Problem to work on:
Continue the forum thread about British concerns over the F-35, starting right after its final sentence.

Selected extract:
VSMUT
Topic Author
Posts: 1766
Joined: Mon Aug 08, 2016 11:40 am

The British government is unhappy about the F-35

Wed Dec 20, 2017 8:50 am

http://www.janes.com/article/76503/uk-b ... me-updates

As noted by the Committee, its report was commissioned in response to a July report in The Times that catalogued a host of ongoing problems with the F-35. These included claims that the aircraft “is way over budget, unreliable, full of software glitches, and potentially unsafe”. It was the “unacceptable lack of transparency regarding costs, and a poor initial response from the MoD and Lockheed Martin” in the immediate wake of story that risked undermining public confidence in the programme.


It looks like even the staunchest members of this turbulent program are beginning to get tired of Lockheed Martins inability to deliver.
 
Egerton
Posts: 863
Joined: Sun Jan 11, 2015 9:50 am

Re: The British government is unhappy about the F-35

Wed Dec 20, 2017 10:52 am

First, a Select Committee of the House of Commons is not the "British Government". Second there is no such thing as the British Government, it is the UK Government.

Entries from an annotation dataset
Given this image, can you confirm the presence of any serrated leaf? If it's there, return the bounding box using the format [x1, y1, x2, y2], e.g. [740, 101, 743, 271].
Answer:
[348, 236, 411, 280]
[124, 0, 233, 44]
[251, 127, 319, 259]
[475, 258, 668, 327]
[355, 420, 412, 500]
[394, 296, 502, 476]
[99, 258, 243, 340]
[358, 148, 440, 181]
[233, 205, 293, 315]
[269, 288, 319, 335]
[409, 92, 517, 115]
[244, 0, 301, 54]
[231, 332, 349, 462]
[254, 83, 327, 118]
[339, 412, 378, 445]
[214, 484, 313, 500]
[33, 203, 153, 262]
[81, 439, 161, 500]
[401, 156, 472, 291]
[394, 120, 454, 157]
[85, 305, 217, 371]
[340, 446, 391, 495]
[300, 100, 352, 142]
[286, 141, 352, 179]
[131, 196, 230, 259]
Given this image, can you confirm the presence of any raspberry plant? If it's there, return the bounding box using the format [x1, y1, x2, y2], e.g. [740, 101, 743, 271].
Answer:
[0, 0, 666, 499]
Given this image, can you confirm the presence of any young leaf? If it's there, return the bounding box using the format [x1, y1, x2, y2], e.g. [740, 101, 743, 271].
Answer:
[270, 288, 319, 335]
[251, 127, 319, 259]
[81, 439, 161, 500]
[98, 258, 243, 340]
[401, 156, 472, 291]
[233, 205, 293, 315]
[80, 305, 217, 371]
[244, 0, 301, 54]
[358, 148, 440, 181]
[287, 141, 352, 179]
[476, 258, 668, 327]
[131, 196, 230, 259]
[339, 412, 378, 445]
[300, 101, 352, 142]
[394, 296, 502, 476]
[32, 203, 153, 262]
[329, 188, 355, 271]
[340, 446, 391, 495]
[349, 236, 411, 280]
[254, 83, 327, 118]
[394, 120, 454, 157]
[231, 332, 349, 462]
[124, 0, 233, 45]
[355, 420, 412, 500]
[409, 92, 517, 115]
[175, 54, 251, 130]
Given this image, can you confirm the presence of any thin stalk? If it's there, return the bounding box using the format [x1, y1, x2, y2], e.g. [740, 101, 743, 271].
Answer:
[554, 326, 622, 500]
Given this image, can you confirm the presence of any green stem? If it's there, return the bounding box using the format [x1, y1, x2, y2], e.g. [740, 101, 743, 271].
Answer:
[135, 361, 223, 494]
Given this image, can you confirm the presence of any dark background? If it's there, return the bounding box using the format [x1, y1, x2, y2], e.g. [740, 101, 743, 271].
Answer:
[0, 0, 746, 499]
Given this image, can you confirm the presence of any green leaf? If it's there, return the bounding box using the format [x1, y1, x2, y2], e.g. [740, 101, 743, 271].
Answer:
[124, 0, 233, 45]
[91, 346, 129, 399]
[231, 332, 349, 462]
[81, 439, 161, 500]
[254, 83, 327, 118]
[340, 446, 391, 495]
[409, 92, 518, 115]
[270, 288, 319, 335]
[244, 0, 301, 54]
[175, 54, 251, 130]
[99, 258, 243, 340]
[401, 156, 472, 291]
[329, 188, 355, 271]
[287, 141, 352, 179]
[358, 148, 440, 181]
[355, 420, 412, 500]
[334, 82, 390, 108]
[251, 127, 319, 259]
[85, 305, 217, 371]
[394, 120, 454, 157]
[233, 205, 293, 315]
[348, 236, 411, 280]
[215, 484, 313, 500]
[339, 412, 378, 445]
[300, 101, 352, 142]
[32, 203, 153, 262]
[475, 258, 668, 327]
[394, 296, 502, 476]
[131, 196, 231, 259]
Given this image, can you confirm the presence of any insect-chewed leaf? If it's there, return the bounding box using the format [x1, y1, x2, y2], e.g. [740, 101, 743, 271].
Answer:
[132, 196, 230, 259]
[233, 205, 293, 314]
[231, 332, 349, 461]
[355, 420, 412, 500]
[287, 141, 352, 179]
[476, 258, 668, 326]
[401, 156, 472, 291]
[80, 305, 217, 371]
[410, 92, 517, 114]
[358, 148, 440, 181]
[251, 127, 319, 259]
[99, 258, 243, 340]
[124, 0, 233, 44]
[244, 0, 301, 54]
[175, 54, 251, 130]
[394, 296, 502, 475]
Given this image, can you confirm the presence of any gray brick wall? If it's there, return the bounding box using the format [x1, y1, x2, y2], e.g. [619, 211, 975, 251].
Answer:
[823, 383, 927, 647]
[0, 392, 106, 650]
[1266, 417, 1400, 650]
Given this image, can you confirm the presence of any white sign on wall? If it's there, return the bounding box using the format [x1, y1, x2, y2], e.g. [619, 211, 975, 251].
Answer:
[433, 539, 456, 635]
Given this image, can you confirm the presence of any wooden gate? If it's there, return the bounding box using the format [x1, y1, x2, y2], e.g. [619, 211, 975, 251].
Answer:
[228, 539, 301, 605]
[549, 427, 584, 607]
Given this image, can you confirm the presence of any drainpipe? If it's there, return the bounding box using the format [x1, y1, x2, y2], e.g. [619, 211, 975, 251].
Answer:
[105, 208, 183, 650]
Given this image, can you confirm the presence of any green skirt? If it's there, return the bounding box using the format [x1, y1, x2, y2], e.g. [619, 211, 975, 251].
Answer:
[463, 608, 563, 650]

Task result:
Explanations: There are a number of small Select Committees comprised of MPs (House of Commons Members). These Committees have a useful specialist role, they report to the House of Commons, and can interrogate Government Ministers, Civil Servants and members of the public. In no sense are they the Government.

The United Kingdom comprises of four nations, England, Wales, Scotland (called Great Britain, or Britain) and Northern Ireland. The UK Government is in charge of the whole of the UK (although Wales, Scotland and Northern Ireland have some varied devolved powers). Her Majesty's Government is the executive. It has the support of the majority of MPs in the House of Commons, and from which the Prime Minister is chosen, and she appoints Ministers. The next largest voting block in the House of Commons is Her Majesty's Loyal Opposition.

The work of a Select Committee is as it chooses, and it calls (usually) appropriate witnesses to its hearings. The findings of the Committee are published, and can be seen as warning flags, sometimes they make sense, occasionally the make good sense, and sometimes they are daft.

In this case I would guess (not having read the published findings) that the Committee have little idea of the complexity of a project such as the F-35. Their findings are best ignored, and put into file 13 which is where the output of grandstanding self important twerps usually goes.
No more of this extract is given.